• What the task requires: Would you please transcribe exactly the lines from the one containing "player in blue" through the end of the material below, and only those?
▬▬▬▬▬▬
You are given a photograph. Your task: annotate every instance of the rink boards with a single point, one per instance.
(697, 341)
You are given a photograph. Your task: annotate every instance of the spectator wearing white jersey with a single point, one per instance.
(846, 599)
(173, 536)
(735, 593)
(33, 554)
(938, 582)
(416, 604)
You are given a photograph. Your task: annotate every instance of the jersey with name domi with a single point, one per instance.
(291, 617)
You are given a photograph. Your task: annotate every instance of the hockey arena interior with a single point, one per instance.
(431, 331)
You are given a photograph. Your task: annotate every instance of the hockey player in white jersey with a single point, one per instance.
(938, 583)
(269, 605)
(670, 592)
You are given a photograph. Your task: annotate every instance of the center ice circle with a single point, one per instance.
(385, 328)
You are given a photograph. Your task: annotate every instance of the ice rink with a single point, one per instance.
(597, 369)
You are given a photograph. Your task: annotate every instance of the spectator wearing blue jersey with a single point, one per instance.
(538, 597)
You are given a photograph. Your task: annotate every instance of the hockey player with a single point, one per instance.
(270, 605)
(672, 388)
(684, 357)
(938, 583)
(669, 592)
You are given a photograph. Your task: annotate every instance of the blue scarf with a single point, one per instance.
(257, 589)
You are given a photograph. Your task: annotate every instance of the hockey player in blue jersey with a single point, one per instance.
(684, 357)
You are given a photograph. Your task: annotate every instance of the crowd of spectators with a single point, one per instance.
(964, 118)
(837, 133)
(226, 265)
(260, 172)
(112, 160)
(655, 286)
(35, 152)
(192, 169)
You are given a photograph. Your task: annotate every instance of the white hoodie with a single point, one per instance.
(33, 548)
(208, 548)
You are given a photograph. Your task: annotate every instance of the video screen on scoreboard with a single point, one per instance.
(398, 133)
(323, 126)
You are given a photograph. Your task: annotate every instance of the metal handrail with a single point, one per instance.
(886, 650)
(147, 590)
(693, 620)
▬▬▬▬▬▬
• Solution below:
You are given a photograph. Your task: annotate every instance of the hockey player in blue jersey with a single point, one per instance.
(684, 357)
You are given a photograph. Your task: annotate every instance of the crowd of spectators with a single point, one per instance.
(964, 118)
(837, 133)
(226, 265)
(260, 172)
(112, 160)
(655, 286)
(35, 152)
(192, 169)
You are given a photograph. Your task: annotate every instance of the white hoodie with a single point, one per instance.
(33, 548)
(208, 548)
You are given a photograph. Your task: annotate every instance of the video screen on scoreboard with a single point, one per instance.
(398, 133)
(323, 126)
You are given a photograph. Your task: annotate every instance of the metal handrail with a single point, one per instance.
(886, 650)
(147, 590)
(693, 620)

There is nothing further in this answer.